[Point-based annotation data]
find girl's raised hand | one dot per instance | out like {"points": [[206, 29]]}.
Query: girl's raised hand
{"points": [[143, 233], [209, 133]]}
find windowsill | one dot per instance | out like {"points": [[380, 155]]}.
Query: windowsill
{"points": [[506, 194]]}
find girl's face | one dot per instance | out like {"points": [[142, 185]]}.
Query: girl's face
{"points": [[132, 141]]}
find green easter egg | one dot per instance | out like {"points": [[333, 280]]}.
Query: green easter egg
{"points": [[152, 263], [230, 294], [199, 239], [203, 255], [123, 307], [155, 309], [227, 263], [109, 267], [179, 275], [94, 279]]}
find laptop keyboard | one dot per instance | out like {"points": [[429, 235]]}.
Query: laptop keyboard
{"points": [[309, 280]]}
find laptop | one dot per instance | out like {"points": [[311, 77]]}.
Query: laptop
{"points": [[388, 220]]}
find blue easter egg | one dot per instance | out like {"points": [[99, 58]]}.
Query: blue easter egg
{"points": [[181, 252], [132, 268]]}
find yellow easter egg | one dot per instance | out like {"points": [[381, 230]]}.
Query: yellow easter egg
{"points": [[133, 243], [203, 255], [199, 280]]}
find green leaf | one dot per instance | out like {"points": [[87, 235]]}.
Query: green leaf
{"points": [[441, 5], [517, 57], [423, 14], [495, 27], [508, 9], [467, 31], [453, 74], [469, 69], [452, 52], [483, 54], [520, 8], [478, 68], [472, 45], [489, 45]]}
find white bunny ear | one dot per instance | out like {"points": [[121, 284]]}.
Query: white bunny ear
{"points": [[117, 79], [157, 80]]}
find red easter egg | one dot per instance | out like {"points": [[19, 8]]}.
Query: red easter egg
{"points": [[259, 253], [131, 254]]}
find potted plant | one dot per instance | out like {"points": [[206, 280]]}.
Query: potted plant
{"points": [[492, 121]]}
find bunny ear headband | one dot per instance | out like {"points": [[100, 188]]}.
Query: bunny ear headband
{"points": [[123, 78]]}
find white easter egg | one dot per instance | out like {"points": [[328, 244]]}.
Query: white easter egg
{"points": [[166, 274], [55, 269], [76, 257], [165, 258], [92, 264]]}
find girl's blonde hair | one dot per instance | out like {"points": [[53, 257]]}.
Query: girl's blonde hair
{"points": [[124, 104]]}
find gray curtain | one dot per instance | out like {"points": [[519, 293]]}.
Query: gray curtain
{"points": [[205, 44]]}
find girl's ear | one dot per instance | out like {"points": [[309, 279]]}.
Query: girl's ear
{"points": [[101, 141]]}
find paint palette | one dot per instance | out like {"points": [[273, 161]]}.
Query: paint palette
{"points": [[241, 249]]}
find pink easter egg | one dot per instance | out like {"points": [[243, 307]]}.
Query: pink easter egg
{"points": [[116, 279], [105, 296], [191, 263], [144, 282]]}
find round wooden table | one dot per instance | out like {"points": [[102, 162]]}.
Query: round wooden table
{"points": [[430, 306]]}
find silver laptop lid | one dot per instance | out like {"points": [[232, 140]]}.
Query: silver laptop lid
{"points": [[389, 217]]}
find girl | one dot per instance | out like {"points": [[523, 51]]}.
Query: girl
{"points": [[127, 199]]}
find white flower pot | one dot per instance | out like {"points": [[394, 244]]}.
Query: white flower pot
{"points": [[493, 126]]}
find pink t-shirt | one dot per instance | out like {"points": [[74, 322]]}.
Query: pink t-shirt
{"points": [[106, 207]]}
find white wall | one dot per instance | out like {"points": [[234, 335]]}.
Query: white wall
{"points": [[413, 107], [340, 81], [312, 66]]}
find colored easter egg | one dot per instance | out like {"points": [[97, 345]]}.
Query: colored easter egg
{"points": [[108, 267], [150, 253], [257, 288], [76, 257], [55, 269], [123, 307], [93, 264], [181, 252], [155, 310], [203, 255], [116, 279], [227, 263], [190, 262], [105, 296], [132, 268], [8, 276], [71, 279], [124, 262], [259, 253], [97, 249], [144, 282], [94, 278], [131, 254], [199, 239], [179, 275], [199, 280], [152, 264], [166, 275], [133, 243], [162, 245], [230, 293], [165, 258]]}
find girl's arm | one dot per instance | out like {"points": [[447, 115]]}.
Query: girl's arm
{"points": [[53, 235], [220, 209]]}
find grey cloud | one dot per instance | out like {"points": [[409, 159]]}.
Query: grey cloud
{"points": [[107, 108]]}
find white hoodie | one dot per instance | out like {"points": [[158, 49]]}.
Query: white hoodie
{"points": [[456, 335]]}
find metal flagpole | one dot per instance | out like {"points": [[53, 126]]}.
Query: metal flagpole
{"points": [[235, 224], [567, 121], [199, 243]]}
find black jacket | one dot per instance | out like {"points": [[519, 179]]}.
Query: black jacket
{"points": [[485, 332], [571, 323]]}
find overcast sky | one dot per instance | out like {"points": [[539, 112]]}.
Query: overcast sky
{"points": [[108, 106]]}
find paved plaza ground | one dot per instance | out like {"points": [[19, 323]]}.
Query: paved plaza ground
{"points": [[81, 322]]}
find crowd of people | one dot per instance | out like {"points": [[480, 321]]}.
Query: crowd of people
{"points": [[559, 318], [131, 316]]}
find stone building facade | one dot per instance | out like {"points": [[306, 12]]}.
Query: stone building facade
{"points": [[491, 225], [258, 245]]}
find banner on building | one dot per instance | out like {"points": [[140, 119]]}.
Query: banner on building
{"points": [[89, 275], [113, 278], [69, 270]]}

Directive: Your task is to transcribe the line containing "find paved plaza" and every line after it, through the last line of the data, exactly as written and with nothing more.

Solution:
find paved plaza ground | one dot per instance | out like {"points": [[19, 323]]}.
Query: paved plaza ground
{"points": [[81, 322]]}
find crowd of people | one dot per instance | out like {"points": [[480, 321]]}.
Query: crowd of people
{"points": [[559, 318], [131, 316]]}
find stone building facade | one dot per instance | out like {"points": [[306, 12]]}.
Query: stone building facade
{"points": [[491, 225], [258, 245]]}
find banner on building | one dot per instance | out like {"points": [[140, 119]]}.
Query: banner on building
{"points": [[89, 275], [113, 278], [69, 270]]}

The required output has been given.